── PROVIDED RECORDS

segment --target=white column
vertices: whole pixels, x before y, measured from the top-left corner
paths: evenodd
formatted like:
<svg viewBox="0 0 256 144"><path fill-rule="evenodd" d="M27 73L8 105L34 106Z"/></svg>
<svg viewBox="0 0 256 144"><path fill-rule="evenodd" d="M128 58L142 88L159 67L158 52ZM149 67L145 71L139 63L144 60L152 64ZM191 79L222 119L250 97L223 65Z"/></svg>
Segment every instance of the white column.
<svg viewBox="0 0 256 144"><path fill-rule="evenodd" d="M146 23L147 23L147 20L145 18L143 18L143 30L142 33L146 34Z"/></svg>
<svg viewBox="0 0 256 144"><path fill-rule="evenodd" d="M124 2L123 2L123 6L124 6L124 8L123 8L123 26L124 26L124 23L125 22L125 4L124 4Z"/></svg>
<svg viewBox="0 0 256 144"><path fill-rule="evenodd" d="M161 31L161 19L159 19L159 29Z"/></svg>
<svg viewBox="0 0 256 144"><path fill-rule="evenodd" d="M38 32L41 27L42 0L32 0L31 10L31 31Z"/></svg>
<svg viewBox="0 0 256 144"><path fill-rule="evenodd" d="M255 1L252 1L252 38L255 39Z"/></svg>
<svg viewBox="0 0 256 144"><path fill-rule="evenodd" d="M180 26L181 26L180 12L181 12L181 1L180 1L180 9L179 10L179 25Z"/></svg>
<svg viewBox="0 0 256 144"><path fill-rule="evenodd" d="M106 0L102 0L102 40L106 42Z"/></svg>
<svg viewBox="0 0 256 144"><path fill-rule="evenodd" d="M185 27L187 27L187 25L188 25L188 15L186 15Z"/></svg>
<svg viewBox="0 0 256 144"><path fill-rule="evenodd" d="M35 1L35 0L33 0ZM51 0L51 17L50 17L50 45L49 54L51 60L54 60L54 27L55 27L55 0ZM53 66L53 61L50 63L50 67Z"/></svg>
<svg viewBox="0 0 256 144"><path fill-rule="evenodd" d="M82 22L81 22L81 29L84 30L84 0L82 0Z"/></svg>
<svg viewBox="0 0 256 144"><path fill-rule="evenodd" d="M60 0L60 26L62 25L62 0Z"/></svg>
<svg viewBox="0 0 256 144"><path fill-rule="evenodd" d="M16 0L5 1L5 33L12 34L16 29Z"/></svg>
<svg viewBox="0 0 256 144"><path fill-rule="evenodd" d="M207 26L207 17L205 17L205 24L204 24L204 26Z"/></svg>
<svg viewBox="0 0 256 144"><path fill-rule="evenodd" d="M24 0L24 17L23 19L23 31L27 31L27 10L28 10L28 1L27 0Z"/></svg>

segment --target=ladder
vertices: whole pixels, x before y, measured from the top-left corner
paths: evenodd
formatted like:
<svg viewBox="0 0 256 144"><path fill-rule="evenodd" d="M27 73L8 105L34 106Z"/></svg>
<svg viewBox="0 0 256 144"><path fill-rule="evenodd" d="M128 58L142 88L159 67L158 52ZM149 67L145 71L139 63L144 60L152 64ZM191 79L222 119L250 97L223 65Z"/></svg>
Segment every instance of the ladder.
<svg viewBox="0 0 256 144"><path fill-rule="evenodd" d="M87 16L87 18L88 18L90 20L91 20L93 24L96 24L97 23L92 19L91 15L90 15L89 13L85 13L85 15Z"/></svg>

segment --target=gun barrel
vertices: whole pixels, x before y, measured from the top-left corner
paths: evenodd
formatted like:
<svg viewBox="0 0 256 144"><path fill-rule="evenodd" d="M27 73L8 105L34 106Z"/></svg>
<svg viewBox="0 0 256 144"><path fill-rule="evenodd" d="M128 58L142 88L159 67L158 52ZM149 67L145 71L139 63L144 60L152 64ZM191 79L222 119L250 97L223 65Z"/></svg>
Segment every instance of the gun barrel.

────
── PROVIDED RECORDS

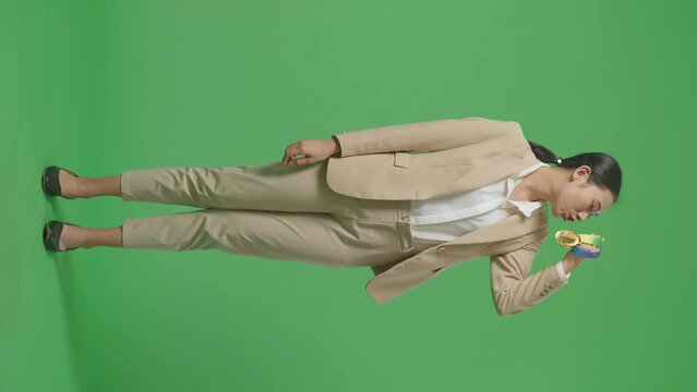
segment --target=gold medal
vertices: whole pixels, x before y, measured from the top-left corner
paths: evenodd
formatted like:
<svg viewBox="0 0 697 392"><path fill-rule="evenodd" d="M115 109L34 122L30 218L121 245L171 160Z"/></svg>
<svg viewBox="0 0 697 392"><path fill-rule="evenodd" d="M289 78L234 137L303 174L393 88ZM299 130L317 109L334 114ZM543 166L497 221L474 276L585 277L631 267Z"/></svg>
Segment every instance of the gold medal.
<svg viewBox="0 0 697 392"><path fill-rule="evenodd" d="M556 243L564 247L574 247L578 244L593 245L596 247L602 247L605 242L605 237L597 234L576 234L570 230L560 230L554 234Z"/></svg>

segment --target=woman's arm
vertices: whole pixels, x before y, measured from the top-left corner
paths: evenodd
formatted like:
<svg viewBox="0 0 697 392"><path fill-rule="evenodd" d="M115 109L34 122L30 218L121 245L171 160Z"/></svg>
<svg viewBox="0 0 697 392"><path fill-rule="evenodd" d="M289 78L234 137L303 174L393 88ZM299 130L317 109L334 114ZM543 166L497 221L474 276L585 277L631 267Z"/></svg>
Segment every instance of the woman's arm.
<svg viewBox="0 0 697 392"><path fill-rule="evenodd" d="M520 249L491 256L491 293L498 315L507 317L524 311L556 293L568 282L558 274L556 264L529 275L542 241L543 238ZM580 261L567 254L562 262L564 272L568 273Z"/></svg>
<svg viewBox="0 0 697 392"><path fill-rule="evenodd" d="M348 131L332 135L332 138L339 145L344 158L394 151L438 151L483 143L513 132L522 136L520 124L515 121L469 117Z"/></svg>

────

§ WHAT THE TASK REQUIRES: Copy the rows above word for word, starting at the line that contains "segment --target=ladder" and stopping after the line that contains "Segment every instance of the ladder.".

§ FINISHED ANSWER:
segment --target=ladder
vertices: whole pixels, x before y, measured from the top-left corner
paths: evenodd
formatted like:
<svg viewBox="0 0 256 144"><path fill-rule="evenodd" d="M27 73L8 105L34 106Z"/></svg>
<svg viewBox="0 0 256 144"><path fill-rule="evenodd" d="M128 58L142 88L159 67L158 52ZM149 67L145 71L139 63L144 60L152 64ZM191 79L222 119L250 97L223 65Z"/></svg>
Segment every instance of the ladder.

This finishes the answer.